TASK INPUT:
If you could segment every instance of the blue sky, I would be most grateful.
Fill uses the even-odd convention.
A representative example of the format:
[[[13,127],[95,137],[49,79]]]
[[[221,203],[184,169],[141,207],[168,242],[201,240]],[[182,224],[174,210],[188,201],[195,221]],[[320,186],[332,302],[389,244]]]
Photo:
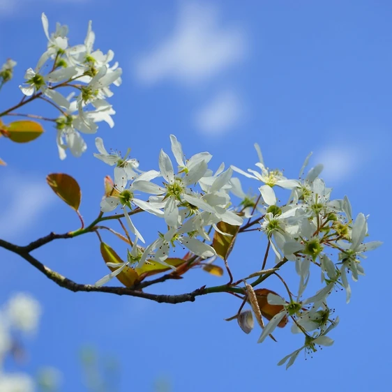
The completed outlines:
[[[1,109],[20,99],[24,70],[45,50],[43,11],[51,30],[56,22],[69,26],[73,44],[82,42],[92,20],[96,47],[112,49],[123,68],[123,84],[112,89],[110,100],[116,126],[98,130],[107,148],[130,147],[142,169],[157,169],[159,150],[169,152],[174,133],[188,156],[206,150],[213,168],[224,161],[246,169],[257,162],[257,142],[266,165],[285,169],[289,178],[313,151],[311,165],[324,164],[322,177],[333,197],[347,195],[354,215],[370,214],[370,239],[384,244],[364,262],[366,276],[352,284],[350,303],[343,293],[335,294],[341,321],[331,333],[333,346],[312,359],[300,356],[288,371],[276,363],[302,338],[287,329],[276,333],[278,343],[256,344],[258,331],[246,336],[223,321],[239,306],[234,297],[209,295],[170,306],[73,294],[0,250],[1,301],[28,292],[44,310],[22,369],[33,374],[41,365],[56,366],[63,391],[82,392],[77,351],[89,344],[117,359],[121,392],[153,391],[159,377],[175,392],[302,391],[304,383],[320,391],[389,391],[392,4],[0,0],[0,62],[17,61],[14,80],[1,91]],[[36,110],[51,112],[31,107]],[[0,174],[0,237],[18,244],[77,228],[77,216],[45,184],[49,172],[77,179],[86,222],[98,214],[103,179],[112,174],[92,156],[93,135],[86,136],[81,158],[70,154],[61,161],[54,130],[46,130],[26,145],[1,140],[8,166]],[[243,184],[256,188],[251,181]],[[140,224],[148,231],[149,221]],[[229,259],[239,275],[257,268],[265,245],[258,234],[245,236]],[[77,282],[93,282],[107,273],[92,234],[52,243],[35,255]],[[153,290],[181,293],[220,282],[196,271]]]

PROBLEM STATEMENT: Quote everything in the listing above exactly; pictures are the only thing to omit.

SOLUTION TO THE EXERCISE:
If you could segment every instance of the blue sky, I would be most grateful.
Fill uses the even-odd convention.
A representative example of the format:
[[[13,127],[95,137],[49,79]]]
[[[221,203],[184,169],[141,207],[168,242],[201,240]],[[182,224],[174,210],[188,201],[195,221]],[[320,186],[332,302],[389,244]]]
Photo:
The completed outlines:
[[[1,109],[20,99],[24,70],[45,50],[43,11],[51,30],[56,22],[69,26],[73,44],[82,42],[92,20],[96,47],[112,49],[123,68],[123,84],[112,89],[110,100],[116,126],[98,130],[107,148],[130,147],[142,169],[157,169],[159,150],[169,152],[174,133],[188,156],[206,150],[213,168],[224,161],[246,169],[257,162],[257,142],[266,165],[285,169],[289,178],[313,151],[311,165],[324,164],[322,177],[333,197],[347,195],[354,215],[370,214],[370,239],[384,244],[364,262],[366,276],[352,284],[350,303],[343,293],[335,294],[341,321],[331,333],[333,346],[312,359],[300,356],[288,371],[276,363],[302,338],[287,329],[276,333],[278,343],[256,344],[258,331],[246,336],[223,321],[239,306],[234,297],[209,295],[170,306],[73,294],[0,250],[1,301],[28,292],[44,310],[22,369],[33,374],[41,365],[56,366],[63,391],[82,392],[77,351],[89,344],[117,359],[121,392],[153,391],[159,377],[175,392],[302,391],[304,383],[320,391],[389,391],[392,4],[0,0],[0,62],[17,61],[14,80],[1,91]],[[36,110],[51,112],[31,107]],[[0,174],[0,237],[18,244],[77,228],[77,216],[45,184],[49,172],[77,179],[86,222],[98,214],[103,179],[112,174],[92,156],[93,135],[86,136],[81,158],[70,154],[61,161],[54,130],[46,130],[26,145],[1,140],[8,166]],[[243,184],[256,188],[251,181]],[[140,224],[148,231],[149,221]],[[229,259],[239,275],[257,268],[265,245],[258,234],[245,236]],[[77,282],[93,282],[107,273],[92,234],[52,243],[35,255]],[[153,290],[181,293],[220,282],[196,271]]]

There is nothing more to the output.